Aim of the exercise:
A picture-free, exact transcript of the entries below is required.

Natural language region descriptions

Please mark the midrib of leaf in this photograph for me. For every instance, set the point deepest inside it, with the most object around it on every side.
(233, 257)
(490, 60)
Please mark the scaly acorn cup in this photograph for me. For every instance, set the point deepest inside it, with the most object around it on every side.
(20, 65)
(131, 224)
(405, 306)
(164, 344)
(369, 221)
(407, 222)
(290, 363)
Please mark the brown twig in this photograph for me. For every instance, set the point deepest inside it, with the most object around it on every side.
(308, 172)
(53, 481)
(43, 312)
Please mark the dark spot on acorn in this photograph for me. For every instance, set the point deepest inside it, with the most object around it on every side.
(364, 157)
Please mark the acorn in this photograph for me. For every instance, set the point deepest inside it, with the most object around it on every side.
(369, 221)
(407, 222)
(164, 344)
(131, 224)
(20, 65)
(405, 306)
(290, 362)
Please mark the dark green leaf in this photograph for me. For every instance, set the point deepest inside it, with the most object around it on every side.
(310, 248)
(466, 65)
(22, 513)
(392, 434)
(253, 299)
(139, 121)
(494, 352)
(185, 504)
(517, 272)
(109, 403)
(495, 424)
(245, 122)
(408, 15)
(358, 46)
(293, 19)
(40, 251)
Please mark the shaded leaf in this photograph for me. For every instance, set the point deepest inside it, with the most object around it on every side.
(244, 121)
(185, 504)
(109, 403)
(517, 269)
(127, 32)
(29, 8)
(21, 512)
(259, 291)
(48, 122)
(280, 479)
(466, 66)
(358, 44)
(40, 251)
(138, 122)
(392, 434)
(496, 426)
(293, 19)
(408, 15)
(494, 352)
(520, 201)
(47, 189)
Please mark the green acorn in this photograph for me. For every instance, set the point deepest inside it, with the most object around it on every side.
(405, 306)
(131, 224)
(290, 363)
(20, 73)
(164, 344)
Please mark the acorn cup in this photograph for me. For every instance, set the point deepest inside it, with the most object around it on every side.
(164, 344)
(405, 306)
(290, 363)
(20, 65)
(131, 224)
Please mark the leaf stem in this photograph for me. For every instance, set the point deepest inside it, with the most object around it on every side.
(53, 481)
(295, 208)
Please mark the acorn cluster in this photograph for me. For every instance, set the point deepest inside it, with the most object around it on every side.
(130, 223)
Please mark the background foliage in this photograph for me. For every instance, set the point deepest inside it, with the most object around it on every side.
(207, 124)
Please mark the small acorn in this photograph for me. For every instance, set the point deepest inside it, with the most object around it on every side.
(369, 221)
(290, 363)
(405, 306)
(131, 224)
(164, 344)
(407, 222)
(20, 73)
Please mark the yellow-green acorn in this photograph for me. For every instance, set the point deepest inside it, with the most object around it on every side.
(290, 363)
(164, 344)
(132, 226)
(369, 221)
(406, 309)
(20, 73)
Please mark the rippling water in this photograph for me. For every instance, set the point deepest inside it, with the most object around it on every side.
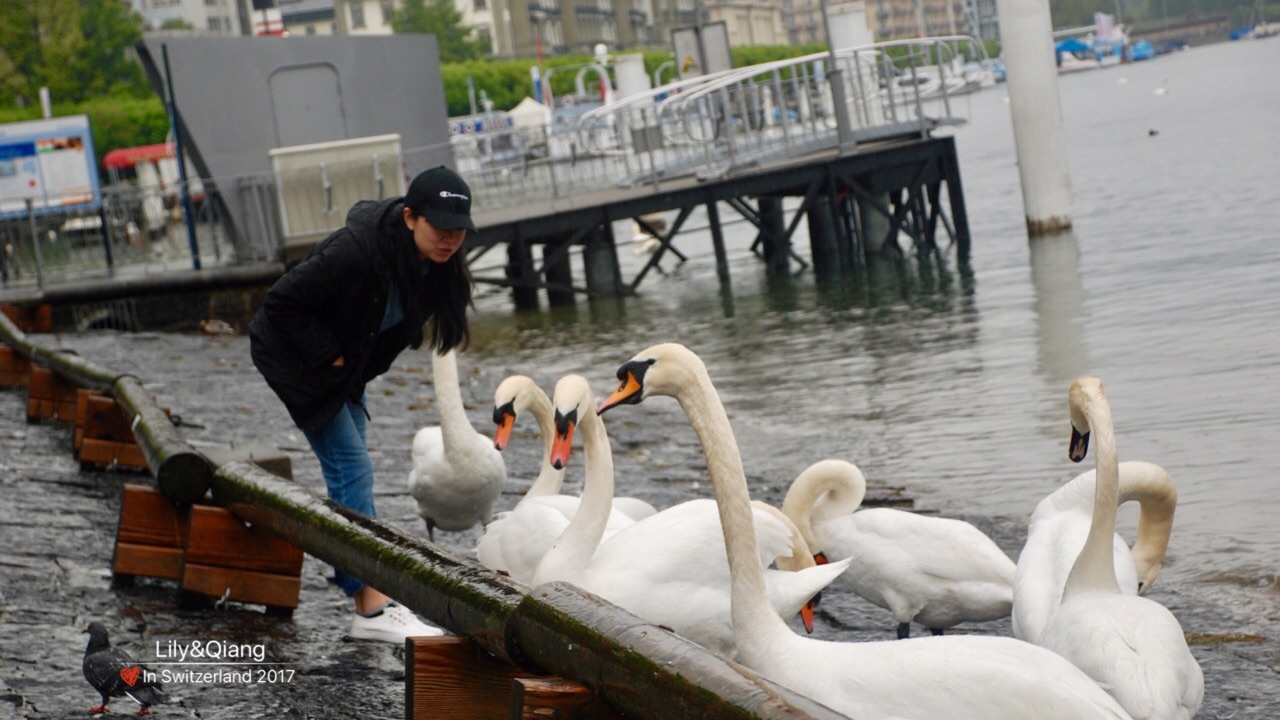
(951, 382)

Response to the task:
Please mark the midrib of leaf in this photograph for me. For every instance, set the point deepest inside it, with the most object around it on every side.
(233, 257)
(490, 60)
Please mark the scaly acorn cup in this photograph for me. For every instance, set the point deepest inside it, with the most object around it on every side.
(20, 65)
(131, 224)
(405, 306)
(164, 344)
(369, 221)
(407, 222)
(290, 363)
Please mark the brown twig in this photograph for me. For every instance, set the point deepest inside it, with the most object around it on every side.
(308, 172)
(53, 481)
(43, 312)
Please mark the dark spot on acorn in this photograph for me. For every instance, set the point deepest inside it, with the most object around it on every side.
(364, 157)
Please mark the acorn in this photograph for me. For every instance, set the point deepest inside it, with the most object around it on every side.
(369, 221)
(407, 222)
(164, 344)
(131, 224)
(20, 65)
(405, 306)
(290, 362)
Please mark the dark green leaf in this photograph for me. For every instance, set the point deepest inside it, with the most object around it on every side.
(310, 248)
(466, 65)
(22, 513)
(392, 434)
(253, 299)
(139, 121)
(494, 352)
(185, 504)
(517, 272)
(109, 403)
(495, 424)
(245, 122)
(408, 15)
(358, 46)
(293, 19)
(40, 251)
Please mark the shaded leaf in this photograph for me. For every instance, set the point deepest inside it, with the most object around it on every side.
(244, 121)
(185, 504)
(109, 403)
(517, 269)
(127, 32)
(29, 8)
(21, 512)
(259, 291)
(48, 122)
(280, 479)
(466, 66)
(358, 44)
(40, 251)
(138, 122)
(392, 434)
(496, 426)
(293, 19)
(408, 15)
(494, 352)
(520, 201)
(47, 189)
Please mark the green acorn in this photograph for me. For every instance, set the point deepest inside it, with the most object around it on every side.
(405, 306)
(131, 224)
(290, 363)
(20, 73)
(164, 344)
Please mark the acorn cup in this photograph for me. For every instance, set the point deepest inside it, with the most object around it on every side.
(164, 344)
(405, 306)
(290, 363)
(20, 65)
(131, 224)
Please mark the leaf stem in this photograph for me. For every instance, set the point deepest inside it, with the most object around it on every side.
(53, 481)
(295, 208)
Please mark the acorn cluster in this photograph for me. For every instance, set the point deepest inside it, with the most object around it on every side.
(130, 223)
Please mark the background foliage in this photograph for me. For every instance, set the point deepest inside it, with the most object around it on every side.
(207, 124)
Please mark the small acorn in this photograph for me. For every instance, set the point deepest inside it, with the most object around it on every side.
(369, 221)
(290, 363)
(405, 306)
(131, 224)
(164, 344)
(407, 222)
(20, 73)
Please mark the yellow-green acorn in this photograph for me. For every instance, set the point deepest inside it, with the most object around it on every side.
(290, 363)
(164, 344)
(132, 226)
(369, 221)
(406, 309)
(20, 73)
Please mark the rippling water in this photograph for me. For every instance, set the point deepest inside it, with the most object around it on every side.
(951, 382)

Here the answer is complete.